-- begin --

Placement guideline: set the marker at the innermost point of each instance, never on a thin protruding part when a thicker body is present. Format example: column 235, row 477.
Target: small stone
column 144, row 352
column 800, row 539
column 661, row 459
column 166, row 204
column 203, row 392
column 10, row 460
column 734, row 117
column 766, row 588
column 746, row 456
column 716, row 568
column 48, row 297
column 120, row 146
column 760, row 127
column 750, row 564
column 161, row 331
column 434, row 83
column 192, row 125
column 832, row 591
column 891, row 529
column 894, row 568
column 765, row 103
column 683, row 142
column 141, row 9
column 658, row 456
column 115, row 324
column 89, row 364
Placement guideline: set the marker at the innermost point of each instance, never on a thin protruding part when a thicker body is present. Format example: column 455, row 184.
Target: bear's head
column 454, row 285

-- end --

WHAT THE TASK ASKS:
Could you duplicate, character for character, the lines from the one holding "455, row 184." through the end of the rows above, inclusive?

PROBLEM SOLUTION:
Placement guideline: set the marker at the innermost point of each instance, never on a thin protruding part when a thicker body is present. Format example: column 455, row 184.
Target: bear's head
column 454, row 285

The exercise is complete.